Assignment
A word-for-word copy of the listing is what's needed; leave out every image.

Data

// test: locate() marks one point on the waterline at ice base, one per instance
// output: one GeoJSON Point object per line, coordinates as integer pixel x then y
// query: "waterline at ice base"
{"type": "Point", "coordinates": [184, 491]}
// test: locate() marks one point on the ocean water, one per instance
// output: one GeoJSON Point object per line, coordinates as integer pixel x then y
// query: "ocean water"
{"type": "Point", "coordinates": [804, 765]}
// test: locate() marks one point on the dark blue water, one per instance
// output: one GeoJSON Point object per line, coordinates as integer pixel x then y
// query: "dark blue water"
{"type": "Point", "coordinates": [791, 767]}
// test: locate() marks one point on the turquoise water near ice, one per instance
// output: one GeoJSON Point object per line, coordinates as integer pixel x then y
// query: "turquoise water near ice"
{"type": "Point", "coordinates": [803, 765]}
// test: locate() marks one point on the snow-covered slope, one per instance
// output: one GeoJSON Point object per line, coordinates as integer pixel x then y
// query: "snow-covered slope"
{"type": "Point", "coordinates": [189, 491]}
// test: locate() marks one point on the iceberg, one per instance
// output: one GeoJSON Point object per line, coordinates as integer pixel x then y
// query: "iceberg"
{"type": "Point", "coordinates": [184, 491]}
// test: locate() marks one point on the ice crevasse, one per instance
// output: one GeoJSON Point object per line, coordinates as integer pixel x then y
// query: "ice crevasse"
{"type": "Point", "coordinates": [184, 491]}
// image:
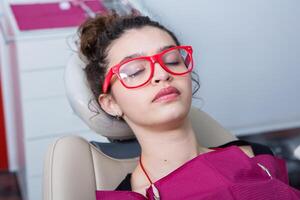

The completed task
// test: locate() marks one point on the waterline at ice base, one per instance
// output: one GeoJSON Point object per line, coordinates as integer pixel x then y
// query: "waterline at ice base"
{"type": "Point", "coordinates": [184, 491]}
// test: locate() marks one point on the ocean water, one per instance
// output: one GeoJSON Point object per line, coordinates as integer pixel x then y
// query: "ocean water"
{"type": "Point", "coordinates": [804, 765]}
// test: locate() marks one point on the dark blue water, one per instance
// output: one GeoJSON Point object per line, coordinates as integer pixel x then y
// query: "dark blue water"
{"type": "Point", "coordinates": [791, 767]}
// test: locate() marks one point on the turquoise water near ice, one per instance
// output: one GeoJSON Point object per line, coordinates as integer pixel x then y
// query: "turquoise water near ice"
{"type": "Point", "coordinates": [803, 765]}
// test: locate() marks one point on the snow-covered slope, one per instance
// output: one GeoJSON Point object per line, coordinates as integer pixel x then y
// query: "snow-covered slope"
{"type": "Point", "coordinates": [189, 491]}
// test: locate() marks one point on the iceberg, one per instance
// output: one GeoJSON Point object per line, coordinates as integer pixel x then y
// query: "iceberg"
{"type": "Point", "coordinates": [184, 491]}
// test: locate() marks one point on the ice crevasse, one per instance
// output: one GeoJSON Point object per line, coordinates as integer pixel x then y
// query: "ice crevasse"
{"type": "Point", "coordinates": [184, 491]}
// image:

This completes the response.